Once you have read the entries below, give them all again without any difference.

Collection entries:
......

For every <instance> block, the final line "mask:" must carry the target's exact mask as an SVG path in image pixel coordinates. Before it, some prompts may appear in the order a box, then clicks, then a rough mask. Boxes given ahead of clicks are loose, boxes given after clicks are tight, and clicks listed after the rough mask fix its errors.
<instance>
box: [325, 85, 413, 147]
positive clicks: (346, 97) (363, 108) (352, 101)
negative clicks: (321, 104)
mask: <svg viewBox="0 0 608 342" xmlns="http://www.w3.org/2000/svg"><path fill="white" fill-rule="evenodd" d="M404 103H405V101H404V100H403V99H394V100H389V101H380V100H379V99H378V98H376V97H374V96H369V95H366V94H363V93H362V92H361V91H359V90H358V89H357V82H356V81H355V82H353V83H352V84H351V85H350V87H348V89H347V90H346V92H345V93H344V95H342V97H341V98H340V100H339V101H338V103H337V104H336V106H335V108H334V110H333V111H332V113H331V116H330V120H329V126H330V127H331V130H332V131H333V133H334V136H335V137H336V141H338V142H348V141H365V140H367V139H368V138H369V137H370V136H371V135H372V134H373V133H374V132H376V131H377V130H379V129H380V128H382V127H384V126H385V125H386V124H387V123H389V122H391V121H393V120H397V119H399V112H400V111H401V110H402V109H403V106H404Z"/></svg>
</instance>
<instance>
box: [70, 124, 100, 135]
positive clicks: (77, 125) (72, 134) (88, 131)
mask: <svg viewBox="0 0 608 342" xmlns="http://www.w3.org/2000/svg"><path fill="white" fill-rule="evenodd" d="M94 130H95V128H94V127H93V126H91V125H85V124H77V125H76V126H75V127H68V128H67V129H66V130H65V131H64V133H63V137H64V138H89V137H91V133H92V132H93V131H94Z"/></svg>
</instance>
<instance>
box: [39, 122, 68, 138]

......

Exercise result:
For every <instance> block, the final line "mask:" must carry the target's exact mask as an SVG path in image pixel coordinates. Before it, some prompts may appear in the order a box, then clicks, then a rough mask. Boxes given ahead of clicks are loose, boxes given after clicks are tight, and clicks listed after the rough mask fix its errors.
<instance>
box: [325, 85, 413, 147]
positive clicks: (346, 97) (363, 108) (352, 101)
negative clicks: (321, 104)
mask: <svg viewBox="0 0 608 342" xmlns="http://www.w3.org/2000/svg"><path fill="white" fill-rule="evenodd" d="M404 103H405V101H404V100H403V99H394V100H389V101H380V100H379V99H378V98H376V97H374V96H369V95H366V94H363V93H362V92H361V91H359V90H358V89H357V82H356V81H355V82H353V83H352V84H351V85H350V87H348V89H347V90H346V92H345V93H344V95H342V97H341V98H340V100H339V101H338V103H337V104H336V106H335V108H334V110H333V111H332V113H331V116H330V120H329V126H330V127H331V130H332V131H333V133H334V136H335V137H336V141H338V142H348V141H365V140H367V139H368V138H369V137H370V136H371V135H372V134H373V133H374V132H376V131H377V130H379V129H380V128H382V127H384V126H385V125H386V124H387V123H389V122H391V121H393V120H397V119H399V112H400V111H401V110H402V109H403V106H404Z"/></svg>
</instance>
<instance>
box: [70, 124, 100, 135]
positive clicks: (77, 125) (72, 134) (88, 131)
mask: <svg viewBox="0 0 608 342" xmlns="http://www.w3.org/2000/svg"><path fill="white" fill-rule="evenodd" d="M94 130H95V128H94V127H93V126H91V125H85V124H77V125H76V126H75V127H68V128H67V129H66V130H65V131H64V133H63V137H64V138H89V137H91V133H92V132H93V131H94Z"/></svg>
</instance>
<instance>
box: [39, 122, 68, 138]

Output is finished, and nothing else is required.